Objective
Extract exactly and only the lines of the data below, starting at the line with "Where can the wet" and stopping after the final line.

Task inputs
· · ·
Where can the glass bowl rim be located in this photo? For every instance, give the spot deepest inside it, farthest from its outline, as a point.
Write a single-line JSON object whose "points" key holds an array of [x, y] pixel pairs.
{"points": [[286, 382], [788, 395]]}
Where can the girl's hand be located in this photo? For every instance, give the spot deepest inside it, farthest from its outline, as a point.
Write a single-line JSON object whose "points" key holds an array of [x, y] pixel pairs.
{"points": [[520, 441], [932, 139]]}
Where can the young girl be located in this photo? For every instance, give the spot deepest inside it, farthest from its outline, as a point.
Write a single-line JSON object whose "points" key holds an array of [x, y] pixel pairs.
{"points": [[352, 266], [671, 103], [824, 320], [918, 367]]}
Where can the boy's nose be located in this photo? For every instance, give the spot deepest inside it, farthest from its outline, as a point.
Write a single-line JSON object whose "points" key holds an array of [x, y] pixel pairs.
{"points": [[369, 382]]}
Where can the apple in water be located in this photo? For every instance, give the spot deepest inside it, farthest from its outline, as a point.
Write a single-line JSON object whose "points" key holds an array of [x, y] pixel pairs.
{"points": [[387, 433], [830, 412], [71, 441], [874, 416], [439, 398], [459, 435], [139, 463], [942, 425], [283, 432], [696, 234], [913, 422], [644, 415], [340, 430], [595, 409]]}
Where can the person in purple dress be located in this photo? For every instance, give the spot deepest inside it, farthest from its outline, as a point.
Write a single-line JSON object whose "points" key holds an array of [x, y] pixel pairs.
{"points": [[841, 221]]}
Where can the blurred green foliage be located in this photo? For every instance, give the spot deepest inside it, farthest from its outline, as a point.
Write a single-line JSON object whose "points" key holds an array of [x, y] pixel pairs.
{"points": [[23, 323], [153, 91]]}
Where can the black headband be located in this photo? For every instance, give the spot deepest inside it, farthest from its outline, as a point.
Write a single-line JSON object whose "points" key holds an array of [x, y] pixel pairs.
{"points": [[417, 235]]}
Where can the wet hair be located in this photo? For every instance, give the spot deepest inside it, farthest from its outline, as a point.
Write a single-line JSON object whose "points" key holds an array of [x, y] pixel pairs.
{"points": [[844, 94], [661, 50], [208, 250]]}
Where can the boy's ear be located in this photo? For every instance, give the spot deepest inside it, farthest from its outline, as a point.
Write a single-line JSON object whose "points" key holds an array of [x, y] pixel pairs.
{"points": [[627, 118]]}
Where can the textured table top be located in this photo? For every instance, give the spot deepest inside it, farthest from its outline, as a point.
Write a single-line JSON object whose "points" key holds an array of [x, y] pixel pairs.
· · ·
Written response
Where can the wet hair be located in this photo? For every instance, give the spot deepest inside it, farthest from its outline, as a point.
Write a single-line JSON object whose "points" key holds an array of [x, y] pixel pairs.
{"points": [[844, 94], [661, 50], [208, 250]]}
Where can the boy's ear be located in this photo? For every instance, give the spot deepest inside it, farthest from its outline, as a point.
Write a single-line JSON object whose "points" key holds an array of [x, y] pixel pairs.
{"points": [[627, 118]]}
Where can the textured table top be located in this photo? For every instance, give the spot deepest inside it, farthest from its outline, as a point.
Write a single-line JSON object whose "points" key holds an array of [x, y] pixel pairs.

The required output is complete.